Activity —
Starting at the line that holds "point at the navy belt" and stopping at the line that holds "point at the dirt infield", restate the records below word for word, with both of those lines included.

Input for this task —
○ ○ ○ ○ ○

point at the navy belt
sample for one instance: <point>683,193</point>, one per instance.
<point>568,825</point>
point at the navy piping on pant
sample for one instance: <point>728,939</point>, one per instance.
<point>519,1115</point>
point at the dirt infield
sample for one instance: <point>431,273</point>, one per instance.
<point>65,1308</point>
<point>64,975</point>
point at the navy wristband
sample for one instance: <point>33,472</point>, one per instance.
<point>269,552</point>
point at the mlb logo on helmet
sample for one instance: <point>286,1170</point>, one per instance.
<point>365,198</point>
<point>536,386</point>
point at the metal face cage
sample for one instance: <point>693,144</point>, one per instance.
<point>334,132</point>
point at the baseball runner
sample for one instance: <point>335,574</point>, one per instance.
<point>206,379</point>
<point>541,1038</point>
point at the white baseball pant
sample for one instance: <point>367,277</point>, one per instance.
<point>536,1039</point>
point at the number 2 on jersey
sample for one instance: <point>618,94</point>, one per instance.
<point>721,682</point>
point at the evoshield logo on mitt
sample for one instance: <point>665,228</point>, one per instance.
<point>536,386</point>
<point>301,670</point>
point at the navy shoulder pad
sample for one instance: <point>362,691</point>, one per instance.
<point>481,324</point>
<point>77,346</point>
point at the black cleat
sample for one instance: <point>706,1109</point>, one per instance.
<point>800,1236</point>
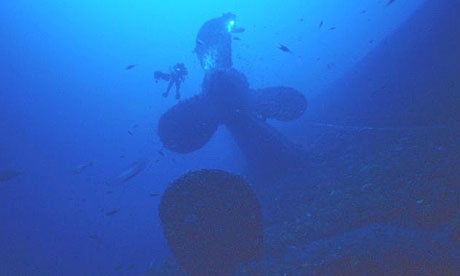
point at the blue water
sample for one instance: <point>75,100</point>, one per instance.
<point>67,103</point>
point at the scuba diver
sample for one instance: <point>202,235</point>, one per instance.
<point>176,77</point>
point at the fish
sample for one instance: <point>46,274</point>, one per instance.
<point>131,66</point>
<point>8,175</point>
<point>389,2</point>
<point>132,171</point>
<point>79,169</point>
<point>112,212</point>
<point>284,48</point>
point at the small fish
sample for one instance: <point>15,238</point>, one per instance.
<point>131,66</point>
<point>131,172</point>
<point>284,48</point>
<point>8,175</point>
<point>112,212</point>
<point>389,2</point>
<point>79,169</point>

○ ○ ○ ○ ○

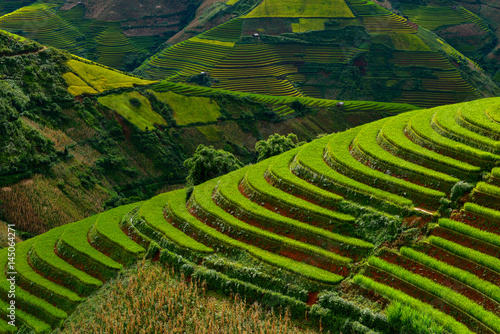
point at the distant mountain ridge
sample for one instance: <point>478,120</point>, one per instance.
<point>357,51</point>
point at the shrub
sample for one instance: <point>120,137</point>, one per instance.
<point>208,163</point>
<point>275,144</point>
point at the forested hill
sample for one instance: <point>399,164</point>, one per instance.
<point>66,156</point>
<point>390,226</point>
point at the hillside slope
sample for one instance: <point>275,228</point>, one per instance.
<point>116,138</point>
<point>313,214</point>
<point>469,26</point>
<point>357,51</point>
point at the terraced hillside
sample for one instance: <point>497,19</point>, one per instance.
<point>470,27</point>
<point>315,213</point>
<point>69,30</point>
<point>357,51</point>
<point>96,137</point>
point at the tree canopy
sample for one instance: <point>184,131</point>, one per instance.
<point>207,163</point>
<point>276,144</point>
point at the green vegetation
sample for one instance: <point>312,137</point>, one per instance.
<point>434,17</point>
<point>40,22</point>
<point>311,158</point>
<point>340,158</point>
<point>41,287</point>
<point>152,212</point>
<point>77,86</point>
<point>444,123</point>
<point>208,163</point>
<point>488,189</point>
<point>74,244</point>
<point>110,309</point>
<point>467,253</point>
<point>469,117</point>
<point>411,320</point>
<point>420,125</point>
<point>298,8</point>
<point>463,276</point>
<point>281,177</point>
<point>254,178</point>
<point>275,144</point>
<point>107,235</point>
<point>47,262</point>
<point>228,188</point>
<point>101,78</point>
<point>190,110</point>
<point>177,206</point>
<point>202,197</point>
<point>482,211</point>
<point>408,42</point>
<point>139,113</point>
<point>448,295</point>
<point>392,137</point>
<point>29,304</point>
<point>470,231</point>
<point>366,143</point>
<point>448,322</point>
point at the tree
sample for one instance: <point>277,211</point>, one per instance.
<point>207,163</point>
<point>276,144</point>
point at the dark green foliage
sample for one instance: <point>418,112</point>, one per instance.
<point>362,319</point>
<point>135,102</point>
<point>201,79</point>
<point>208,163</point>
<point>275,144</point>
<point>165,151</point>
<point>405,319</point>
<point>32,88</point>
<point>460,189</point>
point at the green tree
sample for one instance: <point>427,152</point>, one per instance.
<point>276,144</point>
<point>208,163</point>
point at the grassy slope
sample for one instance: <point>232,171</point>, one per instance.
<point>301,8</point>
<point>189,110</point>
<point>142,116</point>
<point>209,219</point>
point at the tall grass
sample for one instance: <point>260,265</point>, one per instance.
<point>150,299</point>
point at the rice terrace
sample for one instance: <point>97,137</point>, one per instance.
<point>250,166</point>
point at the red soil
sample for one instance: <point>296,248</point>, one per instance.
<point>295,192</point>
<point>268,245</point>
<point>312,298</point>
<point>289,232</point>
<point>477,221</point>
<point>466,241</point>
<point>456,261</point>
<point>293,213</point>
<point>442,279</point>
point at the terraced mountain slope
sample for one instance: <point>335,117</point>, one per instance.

○ ○ ○ ○ ○

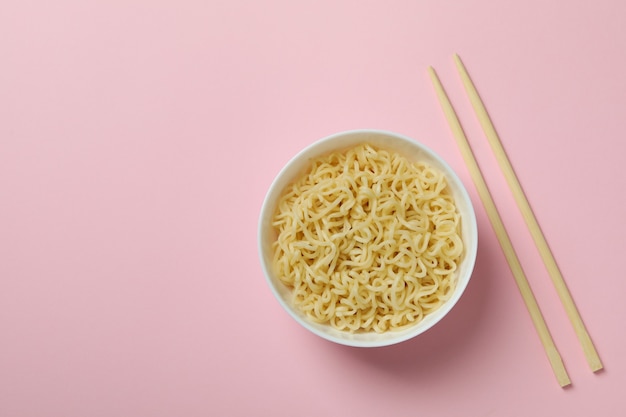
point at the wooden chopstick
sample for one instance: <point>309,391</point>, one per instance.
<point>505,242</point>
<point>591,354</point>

○ ○ ○ ○ ○

Finished task —
point at the navy belt
sample for one instance: <point>683,193</point>, one per instance.
<point>568,825</point>
point at the navy piping on pant
sample for one instance: <point>728,939</point>, one per instance.
<point>519,1115</point>
point at the dirt infield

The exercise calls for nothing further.